What is being asked:
Reproduce all of the data below verbatim, leaving out the pictures.

Dataset:
____________
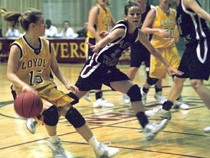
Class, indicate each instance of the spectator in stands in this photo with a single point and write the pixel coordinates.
(50, 31)
(67, 32)
(83, 32)
(12, 32)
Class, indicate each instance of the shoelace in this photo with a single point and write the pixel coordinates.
(157, 109)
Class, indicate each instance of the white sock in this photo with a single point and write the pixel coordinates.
(93, 142)
(54, 138)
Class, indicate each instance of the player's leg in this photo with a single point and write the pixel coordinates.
(204, 94)
(133, 91)
(51, 118)
(157, 71)
(137, 55)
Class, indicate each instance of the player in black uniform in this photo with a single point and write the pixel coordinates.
(139, 54)
(195, 62)
(101, 67)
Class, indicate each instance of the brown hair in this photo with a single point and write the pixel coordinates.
(128, 5)
(26, 18)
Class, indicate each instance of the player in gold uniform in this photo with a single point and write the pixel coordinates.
(100, 20)
(161, 23)
(30, 62)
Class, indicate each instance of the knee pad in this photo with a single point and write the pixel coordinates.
(75, 118)
(134, 93)
(73, 96)
(51, 116)
(152, 81)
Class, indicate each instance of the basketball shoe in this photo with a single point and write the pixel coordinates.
(160, 98)
(179, 104)
(102, 103)
(125, 98)
(143, 96)
(152, 129)
(31, 125)
(159, 111)
(104, 151)
(57, 149)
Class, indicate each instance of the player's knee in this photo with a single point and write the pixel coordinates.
(73, 96)
(134, 93)
(152, 81)
(51, 116)
(75, 118)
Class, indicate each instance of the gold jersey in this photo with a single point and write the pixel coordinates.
(103, 21)
(163, 21)
(34, 66)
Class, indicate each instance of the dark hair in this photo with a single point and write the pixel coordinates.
(66, 21)
(128, 5)
(26, 18)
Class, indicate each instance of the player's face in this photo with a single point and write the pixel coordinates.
(139, 2)
(40, 26)
(103, 3)
(134, 16)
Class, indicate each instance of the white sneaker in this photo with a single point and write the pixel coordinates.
(152, 129)
(103, 151)
(207, 129)
(159, 111)
(87, 97)
(143, 96)
(57, 149)
(180, 104)
(102, 103)
(31, 125)
(159, 96)
(125, 98)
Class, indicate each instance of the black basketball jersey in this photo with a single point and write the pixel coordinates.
(109, 55)
(191, 27)
(143, 16)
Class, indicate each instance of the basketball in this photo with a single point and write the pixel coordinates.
(28, 104)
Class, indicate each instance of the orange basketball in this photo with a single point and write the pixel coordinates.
(28, 104)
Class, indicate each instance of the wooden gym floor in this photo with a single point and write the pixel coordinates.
(182, 138)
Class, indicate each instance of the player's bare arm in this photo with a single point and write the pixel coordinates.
(148, 22)
(91, 22)
(115, 34)
(15, 54)
(143, 39)
(192, 4)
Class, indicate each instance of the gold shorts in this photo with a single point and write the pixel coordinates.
(158, 69)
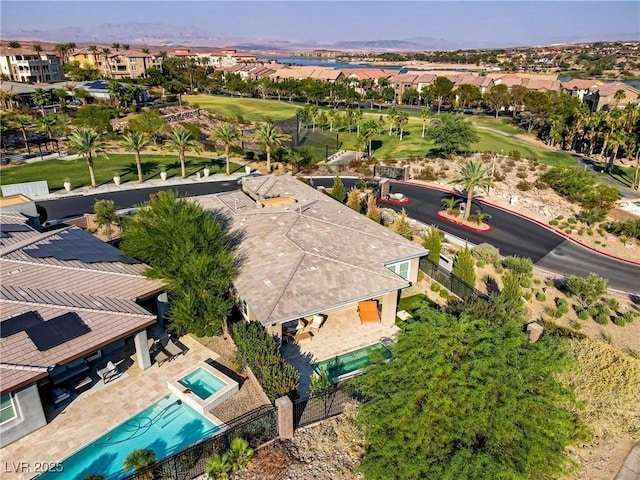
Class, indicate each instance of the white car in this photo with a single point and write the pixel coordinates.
(255, 173)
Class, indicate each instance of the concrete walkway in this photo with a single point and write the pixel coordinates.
(631, 468)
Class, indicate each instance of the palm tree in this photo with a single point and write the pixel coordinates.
(227, 134)
(38, 49)
(22, 122)
(139, 459)
(270, 135)
(135, 141)
(424, 115)
(87, 143)
(472, 175)
(40, 98)
(47, 123)
(181, 140)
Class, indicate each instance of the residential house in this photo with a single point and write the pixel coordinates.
(67, 301)
(25, 65)
(303, 253)
(605, 97)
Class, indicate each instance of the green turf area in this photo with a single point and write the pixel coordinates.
(252, 109)
(501, 124)
(56, 171)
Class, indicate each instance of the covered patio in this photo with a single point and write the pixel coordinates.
(341, 332)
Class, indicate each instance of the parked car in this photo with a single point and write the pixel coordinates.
(255, 173)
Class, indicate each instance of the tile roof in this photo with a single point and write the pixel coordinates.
(309, 257)
(103, 294)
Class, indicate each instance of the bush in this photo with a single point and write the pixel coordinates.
(487, 253)
(261, 352)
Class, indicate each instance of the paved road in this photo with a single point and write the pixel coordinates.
(514, 235)
(511, 234)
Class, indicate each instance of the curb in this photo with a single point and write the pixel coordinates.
(538, 222)
(463, 225)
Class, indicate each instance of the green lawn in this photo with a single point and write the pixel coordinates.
(502, 124)
(55, 171)
(253, 109)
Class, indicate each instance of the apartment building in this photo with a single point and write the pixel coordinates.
(25, 65)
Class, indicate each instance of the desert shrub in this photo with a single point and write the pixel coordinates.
(601, 318)
(583, 314)
(486, 252)
(261, 352)
(628, 228)
(600, 380)
(591, 216)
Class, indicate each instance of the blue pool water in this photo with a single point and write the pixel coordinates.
(165, 427)
(202, 383)
(353, 361)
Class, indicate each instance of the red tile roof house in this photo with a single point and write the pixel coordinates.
(67, 300)
(303, 253)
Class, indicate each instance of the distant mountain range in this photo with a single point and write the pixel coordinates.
(141, 33)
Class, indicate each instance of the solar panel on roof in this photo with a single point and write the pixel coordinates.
(57, 331)
(14, 227)
(19, 323)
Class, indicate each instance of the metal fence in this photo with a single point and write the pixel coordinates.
(312, 409)
(257, 427)
(448, 280)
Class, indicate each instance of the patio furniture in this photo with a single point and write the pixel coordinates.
(110, 372)
(316, 322)
(175, 349)
(60, 396)
(156, 351)
(368, 311)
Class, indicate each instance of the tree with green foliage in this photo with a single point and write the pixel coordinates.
(89, 144)
(135, 141)
(105, 212)
(451, 133)
(402, 226)
(472, 175)
(337, 190)
(373, 212)
(181, 140)
(586, 289)
(270, 135)
(353, 200)
(150, 123)
(464, 266)
(228, 135)
(464, 398)
(432, 241)
(40, 97)
(139, 459)
(191, 252)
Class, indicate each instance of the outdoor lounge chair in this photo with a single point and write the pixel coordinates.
(174, 349)
(316, 322)
(368, 311)
(110, 372)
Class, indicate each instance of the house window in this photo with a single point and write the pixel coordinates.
(7, 408)
(401, 269)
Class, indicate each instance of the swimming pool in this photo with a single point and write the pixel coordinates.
(165, 427)
(348, 364)
(202, 383)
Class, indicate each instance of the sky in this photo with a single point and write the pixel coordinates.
(506, 23)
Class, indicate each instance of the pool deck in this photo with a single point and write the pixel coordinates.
(341, 332)
(97, 411)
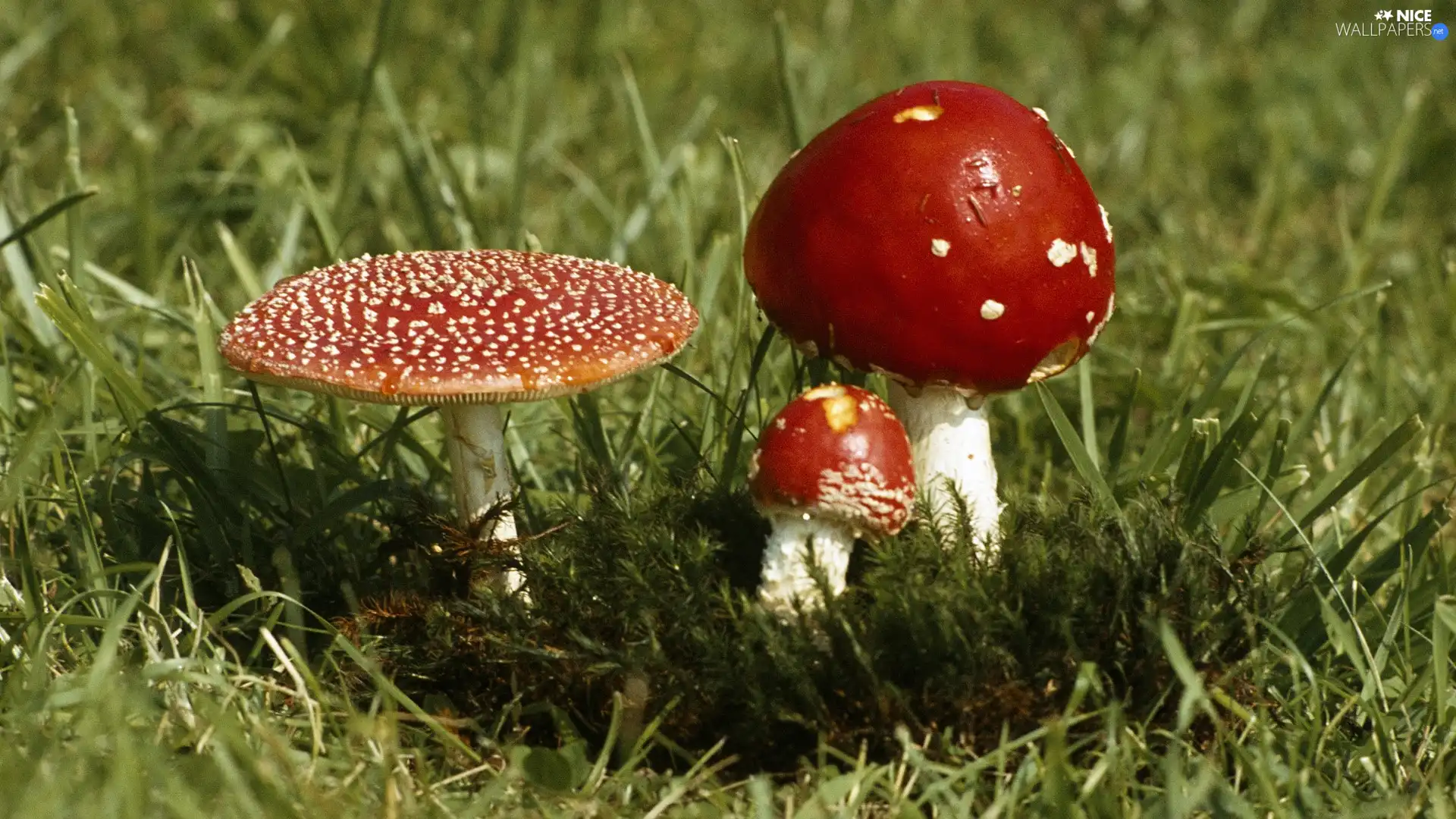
____________
Response to the exercise:
Class, indicate each instance of the spectator in stands in this photo with a single point and write the pixel coordinates.
(50, 31)
(67, 32)
(83, 32)
(12, 32)
Class, indicate each instance of the shoelace in this photo with a single point and write the pixel coordinates.
(157, 109)
Class, indicate each instance of the white sock in this photo with a single point and write the pixel coordinates.
(93, 142)
(54, 138)
Class, indicate each instance of the player's leg in this photo with a single point and write the pixel coordinates.
(204, 94)
(133, 91)
(51, 118)
(157, 71)
(137, 55)
Class, indicate each instance of the player in black uniform in this photo with a single point and write the pixel coordinates.
(139, 54)
(195, 62)
(101, 67)
Class, indicate each instance of the brown hair in this photo with a single point and write the pixel coordinates.
(128, 5)
(26, 18)
Class, indicate each instance of the player in gold uniform in this photo with a single point and write the pixel coordinates.
(100, 20)
(161, 23)
(30, 62)
Class, indicate each instance of the knee pad in this photo with a single point and write the pixel coordinates.
(75, 118)
(134, 93)
(73, 96)
(51, 116)
(152, 81)
Class, indicate each instance of the basketball shoe in this photo with a single point and write the pixel coordinates.
(160, 98)
(179, 104)
(102, 103)
(125, 98)
(143, 96)
(152, 129)
(31, 125)
(159, 111)
(104, 151)
(57, 149)
Class, indicate each instance of the player's knee in this photo with a single point and write the pixel coordinates.
(73, 96)
(134, 93)
(152, 81)
(51, 116)
(75, 118)
Class, indicate each instance of the gold jersey in this photo with a single point and write the pixel coordinates.
(103, 21)
(163, 21)
(34, 66)
Class, indicate each instance of the dark hair in this photo with a single point and write the pixel coordinates.
(66, 21)
(128, 5)
(26, 18)
Class, indicate each instance of the player's face in this photo with a single point and write the pixel coordinates.
(139, 2)
(40, 26)
(103, 3)
(134, 16)
Class, indicate each instance of the white sneaker in this photo with a single point and write the pixel coordinates.
(152, 129)
(103, 151)
(207, 129)
(159, 111)
(87, 97)
(143, 96)
(57, 149)
(180, 104)
(102, 103)
(31, 125)
(159, 96)
(125, 98)
Class, indicate each instance of the black basketball jersey in this photo with a single point and write the pixel coordinates.
(109, 55)
(191, 27)
(143, 16)
Class, indicate each instance of the basketball in this photo with a single point and write the pixel coordinates.
(28, 104)
Class, indicate each instance of the orange basketball in this photo with a single point and write the pixel coordinates.
(28, 104)
Class, indicate each instance of the wooden gym floor in this photo with a single point and write the pixel coordinates.
(182, 138)
Class, indicate each instance of the player's bare arm in this photo with a single point and write the pixel coordinates.
(148, 22)
(91, 22)
(115, 34)
(15, 54)
(143, 39)
(192, 4)
Class, indicate each instance of the gold shorts in this photo with a single point and write the pixel coordinates.
(158, 69)
Class, indicate each instance of the white car in this photo with a single point and write the pixel coordinates.
(255, 173)
Class, indicate each instance of the concrete walkway in this photo with a single point and write the pixel coordinates.
(631, 468)
Class, indicate each instance of the palm tree in this photo with a single point and write the pixel coordinates.
(227, 134)
(38, 49)
(22, 122)
(139, 459)
(270, 135)
(135, 141)
(424, 115)
(87, 143)
(472, 175)
(40, 98)
(47, 123)
(181, 140)
Class, indicate each instance of the residential house in this photo with a single point and write the pixel coordinates.
(67, 301)
(25, 65)
(303, 253)
(605, 97)
Class, indicate each instance of the green turf area in this photo with a single point and write the pixel coordinates.
(252, 109)
(501, 124)
(56, 171)
Class, indicate each instance of the covered patio in this photo with a single point and write the pixel coordinates.
(341, 332)
Class, indicate each instance of the parked car in this photo with a single point and write the pixel coordinates.
(255, 173)
Class, indicate each instance of the tile roof in this photo with a single point and write the pixel coordinates.
(309, 257)
(103, 294)
Class, indicate each instance of the bush in this photo with a single point and write the pixel coordinates.
(487, 253)
(261, 352)
Class, indicate each instance of the paved road in this photo with a single point and write the pixel coordinates.
(514, 235)
(511, 234)
Class, indicate each instance of the curb in this photo with a single point and write the pixel coordinates.
(538, 222)
(463, 225)
Class, indicate each instance of the green lawn in this photo with a single point and write the pixel coordinates.
(502, 124)
(55, 171)
(253, 109)
Class, indicate each instance of the apartment building in this photo with a single point and write the pixel coordinates.
(25, 65)
Class, indicate each instance of the desert shrub in this photo with a single point and write the pixel coordinates.
(601, 318)
(583, 314)
(486, 252)
(261, 352)
(628, 228)
(600, 380)
(591, 216)
Class, indicate each instance of the blue pool water in this photo with a single point and write the pixel coordinates.
(165, 427)
(202, 383)
(353, 361)
Class, indicate each instance of the red tile roof house in this photo with a single point and write the pixel coordinates.
(67, 300)
(303, 253)
Class, indicate each instance of the distant mountain range in this photo with a single point and write the pixel coordinates.
(141, 33)
Class, indicate each instance of the solar panel on roof in this photo with a single point and write the pixel coordinates.
(57, 331)
(14, 227)
(19, 323)
Class, indicate each instance of the metal fence in this photo with a single point and write the pixel coordinates.
(312, 409)
(257, 427)
(448, 280)
Class, indicate each instance of the patio furniture in this photo with a single point and write the pixel coordinates.
(110, 372)
(316, 322)
(175, 349)
(60, 396)
(156, 351)
(368, 311)
Class, indicate each instance of the tree with green foliage in this photo with a single point and write the pixel coordinates.
(89, 144)
(135, 141)
(105, 212)
(451, 133)
(402, 226)
(472, 175)
(337, 190)
(373, 212)
(181, 140)
(586, 289)
(270, 135)
(353, 200)
(150, 123)
(464, 266)
(228, 135)
(464, 398)
(432, 241)
(40, 97)
(139, 459)
(191, 252)
Class, indicate each instance of the outdoor lounge chair in this photo with a single point and write the pixel coordinates.
(174, 349)
(316, 322)
(368, 311)
(110, 372)
Class, indicate each instance of the house window in this photo with a single point and write the pixel coordinates.
(7, 408)
(401, 269)
Class, indicate each instance of the swimming pool in this photo with a single point and write the pixel coordinates.
(165, 427)
(348, 364)
(202, 383)
Class, indicate each instance of the sky in this photo with a single point and write the pixel coordinates.
(506, 23)
Class, indicate each instance of the pool deck in this photo with a single point and write the pixel coordinates.
(341, 332)
(97, 411)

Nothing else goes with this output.